- _SHORT PROBLEM 1_: According to the article on grapes and the heat wave, why is sun damage less of a problem for Pinot gris grapes than for Pinot noir?
======== READING TEXT ========
Excessive heat can blister or sunburn wine grapes, which are still developing and won’t be harvested until September. Late season raspberries may develop white drupelets due to sun scald.

Blueberry harvest of mid- to late-season varieties is underway, and crop consultant Tom Peerbolt said mature berries may shrivel in the heat, while green berries may not reach full size.

“The plant can’t pump enough water, so it shuts down and interferes with sizing,” he said. “Fortunately a lot of the commercial folks have installed cooling systems, and they pay for themselves in an event like this.”

He said overhead misting systems cool plants in the field. With temperatures topping 100 in Portland and throughout Western Oregon the first three days of August, some growers ran the misters eight hours a day, Peerbolt said. He said the systems are a large infrastructure expense, but are intended to handle situations of extreme heat.

Climatologist Greg Jones, incoming director of Linfield College’s wine education program, said the current heat wave is unusual for its magnitude and length, and may turn out to be Oregon’s most extreme since 1981.

“Vineyards without irrigation might be able to handle the heat due to available soil moisture, but others will likely see some heat stress, potential sunburn on the fruit, and even leaf desiccation,” Jones wrote on a Linfield blog. “Also, one conundrum is that even though it is hot and it should facilitate ripening, it might actually slow it down as the vines often do not get fully back to 100 percent functioning for some time after a heat event like this.”

At King Estate Winery and vineyard outside of Eugene, Communications Director Jenny Ulum recounted the observations of Ray Nuclo, the company’s viticulture and winery operations director.

Ulum said Nuclo told her grapes don’t accumulate sugar during heat waves. “Over time that would be cause for concern, but grapes can weather a few days with no problem,” she said.

The degree of sun damage to grapes may vary with the type of trellis system used, Ulum reported. In a “hanging” trellis, fruit at the top of the trellis is exposed to the sun. Upright trellis systems provide more protection, with leaves trimmed on the east side so grapes will be exposed to morning sun, but left in place to shield grapes from the hotter midday and afternoon sun.

Ulum said Nuclo told her grapes that develop in sunlight tend to be more resilient to sun scald. Clusters that develop in the canopy shade and then are hit by strong sun tend to be more easily damaged.

Sun damage is less of an issue with Pinot gris grapes than with Pinot noir, Ulum said. Skins of the Pinot gris grapes are pressed off during the winemaking process, so any sunburned skins aren’t included in the wine.
======== RECORDS SHOWN ========
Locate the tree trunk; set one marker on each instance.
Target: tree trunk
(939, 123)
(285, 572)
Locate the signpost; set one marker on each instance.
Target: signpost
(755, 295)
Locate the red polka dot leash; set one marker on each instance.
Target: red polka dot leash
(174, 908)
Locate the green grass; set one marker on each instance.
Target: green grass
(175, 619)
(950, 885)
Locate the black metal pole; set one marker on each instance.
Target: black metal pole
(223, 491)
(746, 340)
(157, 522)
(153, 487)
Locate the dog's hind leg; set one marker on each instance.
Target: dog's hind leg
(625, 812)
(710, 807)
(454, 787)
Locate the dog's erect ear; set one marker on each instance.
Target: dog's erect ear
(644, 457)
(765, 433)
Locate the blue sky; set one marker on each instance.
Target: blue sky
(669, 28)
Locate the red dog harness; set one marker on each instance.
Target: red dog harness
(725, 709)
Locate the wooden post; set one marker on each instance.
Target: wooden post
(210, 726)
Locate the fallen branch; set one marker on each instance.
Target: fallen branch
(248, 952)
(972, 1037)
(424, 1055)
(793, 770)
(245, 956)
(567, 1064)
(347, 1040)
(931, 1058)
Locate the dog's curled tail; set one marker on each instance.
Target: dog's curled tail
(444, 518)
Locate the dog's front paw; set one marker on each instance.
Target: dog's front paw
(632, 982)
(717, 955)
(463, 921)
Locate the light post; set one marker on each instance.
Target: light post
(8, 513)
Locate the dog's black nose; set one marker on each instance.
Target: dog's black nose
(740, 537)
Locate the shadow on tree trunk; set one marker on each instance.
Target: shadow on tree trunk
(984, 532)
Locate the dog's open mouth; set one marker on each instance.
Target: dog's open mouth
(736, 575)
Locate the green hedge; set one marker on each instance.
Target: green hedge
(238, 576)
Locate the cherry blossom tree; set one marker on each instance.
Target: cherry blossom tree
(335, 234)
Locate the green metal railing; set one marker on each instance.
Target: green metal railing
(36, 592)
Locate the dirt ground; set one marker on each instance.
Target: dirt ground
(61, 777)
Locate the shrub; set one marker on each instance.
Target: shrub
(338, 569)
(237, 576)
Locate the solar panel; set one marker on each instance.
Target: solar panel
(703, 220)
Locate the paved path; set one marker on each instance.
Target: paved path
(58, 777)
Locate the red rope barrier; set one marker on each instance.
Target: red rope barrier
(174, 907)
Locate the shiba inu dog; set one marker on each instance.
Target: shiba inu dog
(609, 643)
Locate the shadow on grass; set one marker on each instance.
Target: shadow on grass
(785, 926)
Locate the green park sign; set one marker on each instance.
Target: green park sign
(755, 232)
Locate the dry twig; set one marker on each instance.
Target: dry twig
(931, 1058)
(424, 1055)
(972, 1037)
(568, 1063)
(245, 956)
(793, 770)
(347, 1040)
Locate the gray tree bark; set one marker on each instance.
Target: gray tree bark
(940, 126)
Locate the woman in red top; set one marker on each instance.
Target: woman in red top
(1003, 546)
========
======== RECORDS SHOWN ========
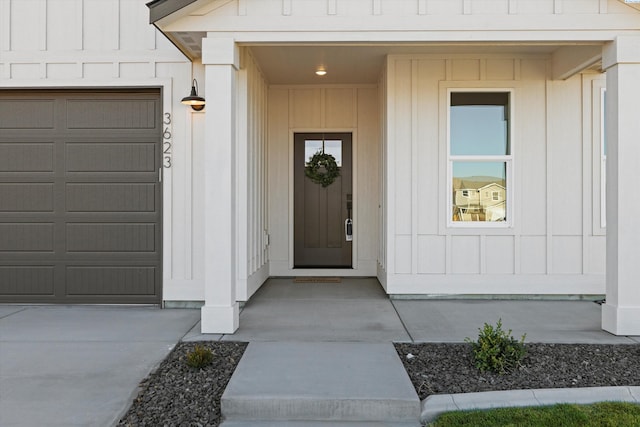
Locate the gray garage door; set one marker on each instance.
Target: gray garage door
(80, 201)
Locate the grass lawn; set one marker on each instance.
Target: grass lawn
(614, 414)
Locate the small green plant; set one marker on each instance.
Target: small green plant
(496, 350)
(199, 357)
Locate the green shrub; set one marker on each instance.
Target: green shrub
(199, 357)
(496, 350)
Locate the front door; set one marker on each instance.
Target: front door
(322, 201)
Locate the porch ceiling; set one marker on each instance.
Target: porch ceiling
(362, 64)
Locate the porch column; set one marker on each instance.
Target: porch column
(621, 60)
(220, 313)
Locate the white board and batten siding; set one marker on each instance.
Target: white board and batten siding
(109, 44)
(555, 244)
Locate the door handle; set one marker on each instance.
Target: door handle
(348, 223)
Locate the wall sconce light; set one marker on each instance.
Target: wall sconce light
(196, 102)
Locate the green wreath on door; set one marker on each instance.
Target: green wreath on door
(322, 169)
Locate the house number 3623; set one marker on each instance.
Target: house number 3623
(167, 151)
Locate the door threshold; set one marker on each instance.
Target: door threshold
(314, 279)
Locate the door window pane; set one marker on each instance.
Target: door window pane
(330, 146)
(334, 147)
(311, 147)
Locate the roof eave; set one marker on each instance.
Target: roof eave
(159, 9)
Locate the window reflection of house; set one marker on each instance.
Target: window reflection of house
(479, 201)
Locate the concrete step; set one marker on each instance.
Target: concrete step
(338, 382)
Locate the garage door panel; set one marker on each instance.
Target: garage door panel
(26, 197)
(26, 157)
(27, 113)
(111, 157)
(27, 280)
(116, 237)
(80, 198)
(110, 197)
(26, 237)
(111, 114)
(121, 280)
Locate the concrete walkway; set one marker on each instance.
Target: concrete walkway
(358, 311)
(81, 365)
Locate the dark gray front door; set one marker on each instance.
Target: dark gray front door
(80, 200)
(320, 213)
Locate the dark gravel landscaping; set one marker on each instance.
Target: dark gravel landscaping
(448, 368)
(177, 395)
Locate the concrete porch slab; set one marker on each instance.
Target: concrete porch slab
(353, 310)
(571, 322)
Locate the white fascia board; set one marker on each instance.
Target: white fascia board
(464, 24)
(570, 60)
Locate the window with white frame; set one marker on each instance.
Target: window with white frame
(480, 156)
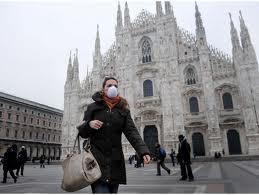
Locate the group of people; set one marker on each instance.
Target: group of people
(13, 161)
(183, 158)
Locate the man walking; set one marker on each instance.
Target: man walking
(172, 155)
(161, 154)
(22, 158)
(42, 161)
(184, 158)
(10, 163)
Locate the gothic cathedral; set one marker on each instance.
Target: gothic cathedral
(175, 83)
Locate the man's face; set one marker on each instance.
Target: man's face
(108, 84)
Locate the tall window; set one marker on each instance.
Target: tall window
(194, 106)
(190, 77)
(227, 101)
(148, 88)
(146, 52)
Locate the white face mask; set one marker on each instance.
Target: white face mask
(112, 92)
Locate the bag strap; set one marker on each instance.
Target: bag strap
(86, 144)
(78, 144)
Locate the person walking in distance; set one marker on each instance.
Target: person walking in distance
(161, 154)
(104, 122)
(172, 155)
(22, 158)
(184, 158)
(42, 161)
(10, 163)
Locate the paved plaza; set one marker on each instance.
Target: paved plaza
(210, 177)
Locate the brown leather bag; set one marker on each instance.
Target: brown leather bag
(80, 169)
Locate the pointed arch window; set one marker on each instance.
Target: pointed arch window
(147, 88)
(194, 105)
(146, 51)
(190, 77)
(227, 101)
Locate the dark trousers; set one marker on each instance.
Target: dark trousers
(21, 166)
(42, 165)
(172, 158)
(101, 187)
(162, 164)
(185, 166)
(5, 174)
========
======== RECORDS SHOWN ========
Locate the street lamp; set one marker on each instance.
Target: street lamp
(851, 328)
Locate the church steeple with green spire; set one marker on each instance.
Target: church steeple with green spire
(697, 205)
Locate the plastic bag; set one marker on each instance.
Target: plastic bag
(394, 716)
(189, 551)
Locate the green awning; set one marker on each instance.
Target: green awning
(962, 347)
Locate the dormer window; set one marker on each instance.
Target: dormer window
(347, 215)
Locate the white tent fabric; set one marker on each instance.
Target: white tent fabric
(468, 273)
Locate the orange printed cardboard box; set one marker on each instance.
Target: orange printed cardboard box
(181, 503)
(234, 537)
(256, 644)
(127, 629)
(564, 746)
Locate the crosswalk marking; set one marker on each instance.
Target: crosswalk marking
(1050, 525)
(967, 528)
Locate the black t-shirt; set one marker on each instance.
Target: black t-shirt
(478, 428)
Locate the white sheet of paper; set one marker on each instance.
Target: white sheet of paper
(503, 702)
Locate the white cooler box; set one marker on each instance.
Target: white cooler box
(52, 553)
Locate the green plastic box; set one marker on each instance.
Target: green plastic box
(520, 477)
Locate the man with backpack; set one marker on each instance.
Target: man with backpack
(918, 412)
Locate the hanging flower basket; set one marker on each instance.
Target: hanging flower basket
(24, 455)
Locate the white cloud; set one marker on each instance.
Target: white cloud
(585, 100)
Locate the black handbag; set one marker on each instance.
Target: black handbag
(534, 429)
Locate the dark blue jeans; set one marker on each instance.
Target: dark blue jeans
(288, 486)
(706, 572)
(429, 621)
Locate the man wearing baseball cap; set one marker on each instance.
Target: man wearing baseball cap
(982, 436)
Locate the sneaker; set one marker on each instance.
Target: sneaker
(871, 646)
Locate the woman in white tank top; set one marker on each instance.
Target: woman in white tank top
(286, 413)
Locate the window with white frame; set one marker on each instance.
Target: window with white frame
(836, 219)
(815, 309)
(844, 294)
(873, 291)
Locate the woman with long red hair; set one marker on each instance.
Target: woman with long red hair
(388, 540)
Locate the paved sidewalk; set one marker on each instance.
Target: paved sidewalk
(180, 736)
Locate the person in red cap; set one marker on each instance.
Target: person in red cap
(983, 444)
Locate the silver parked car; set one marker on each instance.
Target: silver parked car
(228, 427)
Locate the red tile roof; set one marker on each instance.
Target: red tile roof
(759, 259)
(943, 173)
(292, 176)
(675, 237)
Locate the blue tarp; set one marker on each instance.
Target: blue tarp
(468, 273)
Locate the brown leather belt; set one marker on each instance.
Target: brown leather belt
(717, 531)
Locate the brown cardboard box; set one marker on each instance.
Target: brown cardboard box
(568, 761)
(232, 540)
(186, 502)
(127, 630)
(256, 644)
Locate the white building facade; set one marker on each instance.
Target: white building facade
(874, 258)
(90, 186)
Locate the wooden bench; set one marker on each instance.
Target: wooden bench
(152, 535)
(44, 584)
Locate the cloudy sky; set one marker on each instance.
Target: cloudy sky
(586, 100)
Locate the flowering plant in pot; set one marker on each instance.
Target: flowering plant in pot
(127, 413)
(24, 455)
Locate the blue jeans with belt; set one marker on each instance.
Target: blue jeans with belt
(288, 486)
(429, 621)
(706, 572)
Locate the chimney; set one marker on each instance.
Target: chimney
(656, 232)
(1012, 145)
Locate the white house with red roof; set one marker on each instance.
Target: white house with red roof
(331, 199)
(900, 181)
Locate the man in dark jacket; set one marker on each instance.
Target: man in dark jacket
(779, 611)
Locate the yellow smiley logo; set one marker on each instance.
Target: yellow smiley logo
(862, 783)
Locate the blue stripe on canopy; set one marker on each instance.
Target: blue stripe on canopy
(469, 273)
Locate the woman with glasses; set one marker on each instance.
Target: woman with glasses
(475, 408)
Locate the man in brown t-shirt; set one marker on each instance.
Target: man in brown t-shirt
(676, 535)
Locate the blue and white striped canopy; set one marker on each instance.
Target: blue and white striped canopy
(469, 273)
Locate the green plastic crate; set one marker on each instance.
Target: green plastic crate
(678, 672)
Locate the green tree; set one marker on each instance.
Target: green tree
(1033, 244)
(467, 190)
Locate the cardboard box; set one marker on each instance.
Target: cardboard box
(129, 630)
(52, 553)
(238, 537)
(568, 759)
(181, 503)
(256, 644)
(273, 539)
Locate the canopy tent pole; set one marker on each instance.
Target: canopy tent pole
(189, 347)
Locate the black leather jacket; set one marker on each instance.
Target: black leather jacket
========
- _SHORT PROBLEM 2_: Add -130 to every coordinate in the records from the line with "Locate the man in brown" up to and including the line with "Target: black leather jacket". Write those lines out again, requests included.

- _COMPLETE RESPONSE 1_: The skins of Pinot gris grapes are pressed off during winemaking. As a result, any sunburned skins are left out of the wine.

- _COMPLETE RESPONSE 2_:
Locate the man in brown t-shirt; set one marker on each instance.
Target: man in brown t-shirt
(546, 405)
Locate the blue and white striped canopy; set one marker on each instance.
Target: blue and white striped canopy
(339, 143)
Locate the green plastic crate; set one marker on each instance.
Target: green plastic crate
(548, 542)
Locate the green tree; set one marker on each instance.
Target: green tree
(903, 114)
(337, 60)
Locate the cardboard box; set one marker on each instance.
Target: cardboard box
(-1, 500)
(-78, 423)
(108, 407)
(438, 629)
(51, 373)
(126, 514)
(143, 409)
Locate the canopy tent pole; set one marker on each instance.
Target: canopy tent pole
(59, 217)
Locate the black leather jacket; set one marker on each instance.
Target: black leather jacket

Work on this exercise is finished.